TO BE DONE »
(a) In the passage on current-carrying conductors, reproduce the part from "2. Turn the" up to and including "needle, draw the magnetic field lines around the conductor.", substituting "plotting compass" for "magnetic compass".
(b) Write the next part of the passage on current-carrying conductors, starting after its final sentence.

EXCERPTED TEXT »
In the previous section we we saw that there will be an interaction between a current carrying conductor and a magnet. In this section, we will discuss about it's details.
• We know that, a magnetic field will exert a force on another magnet.
• In our present case, we have a ready magnet. It is the magnetic needle.
• A new magnetic field acted upon this magnetic needle.
■ Where did this new magnetic field come from?
Ans: Whenever current passes through a conductor, a magnetic field is developed around it.
In our present case, when the switch was turned on, current passed through AB and so a magnetic field was developed around AB.
Let us learn more about this new magnetic field. We will learn it with the help of an activity:
1. Insert a conductor AB through the centre of a cardboard as shown in fig.9.3(a) below:
• The conductor should be in a vertical position.
2. Turn the switch on and allow current to pass through the conductor.
3. Using a magnetic compass or magnetic needle, draw the magnetic field lines around the conductor.
The method of drawing can be seen here.
• When we view the cardboard from the top, we will see that the magnetic lines are in the anti-clockwise direction.
• Note that, positive terminal of the battery is connected to the lower end A of the conductor. So current flowed from bottom A to top B
4. Now use another cardboard. This time, the lower end A of the conductor should be connected to the negative terminal of the battery. So the current will flow from the top B to bottom A.
5. Draw the magnetic field lines around the conductor. We will see that the lines are in the clockwise direction. This is shown in fig.9.3(b)
From the above activity the following two items are evident:
Item I: A magnetic field exists around a current carrying conductor
• Note that the cardboard can be placed at any point along the length of the conductor. We will get the same lines of force.

Point annotation dataset entries
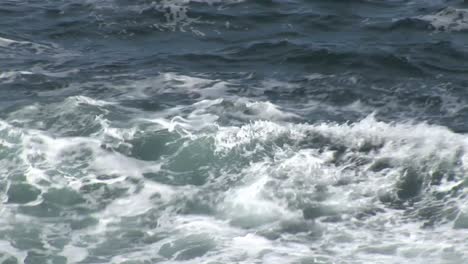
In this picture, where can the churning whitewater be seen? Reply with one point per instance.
(137, 132)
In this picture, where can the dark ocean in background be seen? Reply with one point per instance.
(236, 131)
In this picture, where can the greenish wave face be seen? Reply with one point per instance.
(122, 186)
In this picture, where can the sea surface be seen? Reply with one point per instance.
(236, 131)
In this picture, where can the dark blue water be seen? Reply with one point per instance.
(212, 131)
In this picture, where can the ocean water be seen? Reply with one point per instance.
(233, 131)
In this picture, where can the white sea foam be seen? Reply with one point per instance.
(448, 19)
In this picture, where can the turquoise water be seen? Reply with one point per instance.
(233, 131)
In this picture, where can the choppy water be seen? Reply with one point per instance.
(204, 131)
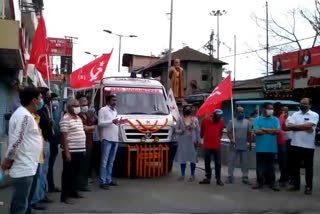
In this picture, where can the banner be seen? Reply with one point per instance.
(60, 47)
(299, 59)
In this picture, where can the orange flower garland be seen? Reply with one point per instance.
(146, 127)
(148, 131)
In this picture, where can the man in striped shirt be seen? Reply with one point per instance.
(74, 149)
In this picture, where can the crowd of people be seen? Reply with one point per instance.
(39, 127)
(278, 137)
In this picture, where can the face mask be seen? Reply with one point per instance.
(270, 112)
(84, 109)
(47, 100)
(55, 102)
(76, 110)
(303, 107)
(240, 116)
(38, 107)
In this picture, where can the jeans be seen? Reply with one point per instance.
(70, 173)
(33, 189)
(234, 155)
(108, 155)
(282, 160)
(21, 192)
(306, 155)
(217, 162)
(40, 190)
(54, 149)
(265, 168)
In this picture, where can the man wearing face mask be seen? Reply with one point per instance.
(24, 149)
(238, 145)
(109, 123)
(266, 128)
(211, 132)
(282, 145)
(74, 149)
(89, 122)
(46, 126)
(54, 142)
(303, 124)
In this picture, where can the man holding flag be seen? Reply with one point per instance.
(212, 127)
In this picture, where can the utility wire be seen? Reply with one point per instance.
(261, 49)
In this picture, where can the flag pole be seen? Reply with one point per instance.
(232, 117)
(48, 77)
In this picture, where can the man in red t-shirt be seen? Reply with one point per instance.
(282, 145)
(211, 132)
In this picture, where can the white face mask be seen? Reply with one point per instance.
(84, 109)
(76, 110)
(269, 112)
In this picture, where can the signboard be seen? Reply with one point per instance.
(299, 59)
(277, 85)
(60, 47)
(308, 77)
(134, 90)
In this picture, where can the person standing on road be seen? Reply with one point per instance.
(46, 126)
(288, 138)
(211, 132)
(89, 126)
(109, 123)
(188, 131)
(238, 145)
(282, 145)
(74, 150)
(303, 124)
(24, 149)
(266, 128)
(54, 142)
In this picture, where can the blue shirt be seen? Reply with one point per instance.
(266, 142)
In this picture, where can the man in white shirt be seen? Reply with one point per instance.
(303, 125)
(108, 123)
(24, 149)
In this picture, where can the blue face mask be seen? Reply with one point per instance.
(40, 105)
(240, 116)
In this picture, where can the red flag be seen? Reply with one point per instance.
(39, 54)
(222, 92)
(85, 76)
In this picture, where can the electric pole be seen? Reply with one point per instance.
(267, 37)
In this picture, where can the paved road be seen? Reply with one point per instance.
(167, 195)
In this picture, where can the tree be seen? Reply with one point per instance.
(313, 19)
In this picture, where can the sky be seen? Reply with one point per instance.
(148, 19)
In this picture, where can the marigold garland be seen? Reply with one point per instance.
(147, 127)
(148, 132)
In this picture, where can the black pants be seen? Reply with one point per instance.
(306, 155)
(53, 155)
(265, 168)
(70, 173)
(289, 159)
(96, 157)
(85, 170)
(21, 192)
(282, 161)
(217, 162)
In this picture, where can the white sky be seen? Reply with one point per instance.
(147, 19)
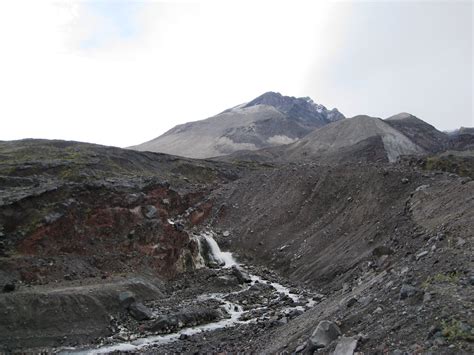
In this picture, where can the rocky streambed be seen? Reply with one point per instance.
(205, 309)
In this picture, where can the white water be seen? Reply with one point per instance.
(234, 310)
(221, 257)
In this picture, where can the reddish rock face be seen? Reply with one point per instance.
(107, 232)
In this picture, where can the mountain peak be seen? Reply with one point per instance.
(296, 107)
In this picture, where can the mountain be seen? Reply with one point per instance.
(358, 138)
(105, 249)
(269, 120)
(419, 132)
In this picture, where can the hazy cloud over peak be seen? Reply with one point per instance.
(122, 71)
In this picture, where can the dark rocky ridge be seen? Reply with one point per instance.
(383, 249)
(269, 120)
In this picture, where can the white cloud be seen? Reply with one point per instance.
(79, 70)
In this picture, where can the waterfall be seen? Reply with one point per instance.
(214, 253)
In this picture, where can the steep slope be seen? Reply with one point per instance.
(420, 132)
(269, 120)
(364, 135)
(362, 234)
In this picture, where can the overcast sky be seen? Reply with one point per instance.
(121, 72)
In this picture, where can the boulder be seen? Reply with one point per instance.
(345, 346)
(185, 318)
(126, 298)
(241, 276)
(325, 333)
(150, 211)
(139, 311)
(9, 287)
(407, 291)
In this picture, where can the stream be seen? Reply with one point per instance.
(235, 311)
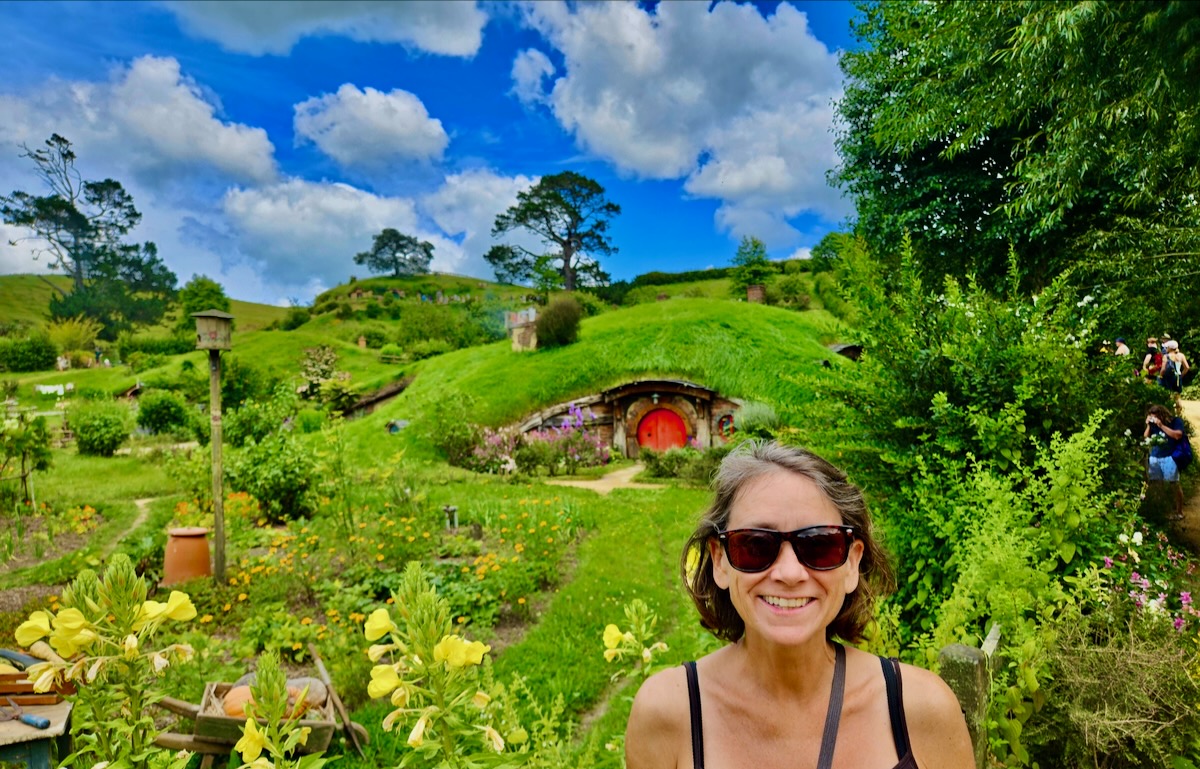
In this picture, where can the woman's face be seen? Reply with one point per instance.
(787, 604)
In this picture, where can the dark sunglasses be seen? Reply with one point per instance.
(821, 547)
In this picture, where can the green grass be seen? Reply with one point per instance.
(27, 298)
(742, 350)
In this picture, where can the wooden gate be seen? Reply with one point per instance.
(661, 430)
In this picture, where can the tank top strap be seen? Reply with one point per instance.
(697, 727)
(895, 706)
(833, 714)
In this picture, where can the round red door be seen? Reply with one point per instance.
(661, 430)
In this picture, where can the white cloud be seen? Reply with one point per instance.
(529, 71)
(370, 128)
(274, 26)
(737, 104)
(148, 121)
(303, 228)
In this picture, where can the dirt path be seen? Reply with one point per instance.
(1188, 529)
(143, 506)
(605, 484)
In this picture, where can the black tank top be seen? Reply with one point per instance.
(895, 709)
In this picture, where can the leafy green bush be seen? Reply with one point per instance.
(280, 473)
(35, 352)
(429, 348)
(127, 344)
(756, 420)
(558, 324)
(161, 412)
(100, 426)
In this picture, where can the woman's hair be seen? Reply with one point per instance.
(1162, 413)
(754, 460)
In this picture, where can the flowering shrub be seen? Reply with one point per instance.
(103, 630)
(635, 647)
(273, 745)
(568, 446)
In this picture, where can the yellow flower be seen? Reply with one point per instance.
(252, 742)
(457, 652)
(131, 647)
(34, 629)
(383, 680)
(418, 734)
(379, 624)
(493, 738)
(179, 607)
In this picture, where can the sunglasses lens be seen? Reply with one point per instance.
(817, 547)
(825, 551)
(753, 551)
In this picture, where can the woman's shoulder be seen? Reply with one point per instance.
(659, 722)
(936, 727)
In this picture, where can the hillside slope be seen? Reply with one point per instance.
(744, 350)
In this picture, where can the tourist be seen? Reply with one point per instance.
(785, 566)
(1164, 433)
(1152, 361)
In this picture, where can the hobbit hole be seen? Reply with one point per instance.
(655, 414)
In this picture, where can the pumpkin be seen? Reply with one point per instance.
(235, 701)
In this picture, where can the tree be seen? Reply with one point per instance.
(981, 126)
(81, 226)
(199, 294)
(751, 265)
(569, 212)
(397, 253)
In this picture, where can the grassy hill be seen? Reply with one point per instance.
(744, 350)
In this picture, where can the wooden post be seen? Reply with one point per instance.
(217, 491)
(967, 672)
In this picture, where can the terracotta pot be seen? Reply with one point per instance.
(187, 556)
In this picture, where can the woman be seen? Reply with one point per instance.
(1162, 466)
(787, 562)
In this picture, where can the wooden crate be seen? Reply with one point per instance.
(21, 689)
(213, 724)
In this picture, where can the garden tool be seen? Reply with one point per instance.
(17, 714)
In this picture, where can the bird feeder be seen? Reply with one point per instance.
(214, 330)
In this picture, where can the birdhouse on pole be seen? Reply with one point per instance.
(214, 330)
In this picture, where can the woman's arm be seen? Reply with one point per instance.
(659, 724)
(936, 727)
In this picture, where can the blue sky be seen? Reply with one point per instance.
(267, 143)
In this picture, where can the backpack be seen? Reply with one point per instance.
(1182, 454)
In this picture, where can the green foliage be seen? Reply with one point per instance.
(750, 266)
(569, 212)
(100, 426)
(75, 334)
(162, 412)
(397, 253)
(35, 352)
(277, 470)
(558, 324)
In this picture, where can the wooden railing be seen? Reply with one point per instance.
(967, 671)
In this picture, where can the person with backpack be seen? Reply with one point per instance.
(1170, 451)
(1175, 366)
(1153, 360)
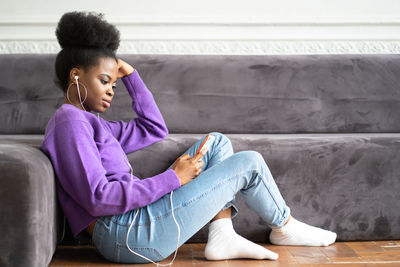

OUTPUTS »
(a)
2. Turn the switch on and allow current to pass through the conductor.
3. Using a plotting compass or magnetic needle, draw the magnetic field lines around the conductor.

(b)
• That means, the same lines of force exists along the whole length of the conductor.
• So all the magnetic lines taken together will take the form of a cylinder.
This is shown in the fig.9.4 (a) below:
• If a magnet comes anywhere near that cylinder, 'an interaction' will take place.
Item II: The direction of the magnetic field depends upon the direction of the current.
• Since the direction depends on the direction of the current, we may encounter situations such as the one described below:
• A person shows us a wire AB. Then he asks:
• If current flows from A to B, what will be the direction of the magnetic field lines?
• A special rule known as Right hand thumb rule will help us to give the answer.
■ Imagine you are holding a current carrying conductor with the right hand in such a way that the thumb points in the direction of the current. The direction in which the other fingers encircle the conductor gives the direction of the magnetic field. This is the Right hand thumb rule. It is shown in fig.9.4(b) above.
• To get a better understanding of the rule, we will break it down into simpler sentences:
1. Hold the current carrying conductor in the right hand.
• Holding in the left hand will not give the required results
2. The thumb should point in the direction of the current.
3. The other four fingers should encircle the conductor.
4. Then the direction indicated by the other four fingers will give the direction of the magnetic field lines
5. Fig.9.4(c) shows the application of the rule when the current flows from top to bottom
Next we are going to see a special case. We will write it in steps.
1. Consider fig.9.5 below:
• Two current carrying conductors are kept side by side.
• The current is flowing in the same direction (bottom to top) in both of them.
• The magnetic field around each conductor is also drawn.
2. Now let us view the conductors in a direction shown by the cyan arrow.
• That is., we are standing at the tail end of the cyan arrow and looking towards the head of the arrow. 3. We can see an interesting situation:
• Look closely at the field lines between the two conductors
♦ The field lines of the left conductor are flowing away from us
♦ The field lines of the right conductor are flowing towards us
• So the field lines between the two conductors are traveling in opposite directions.
4. Is their any possibility to make them both travel in the same direction?
Let us try:
• In fig.9.6 below, the direction of current in the right side conductor is reversed.
5. Now look closely at the field lines between the two conductors
♦ The field lines of the left conductor are flowing away from us
♦ The field lines of the right conductor are also flowing away from us
• So the field lines between the two conductors are now traveling in the same direction.
6. In this situation, we get a 'special zone'
• This 'special zone' is the space between the two conductors.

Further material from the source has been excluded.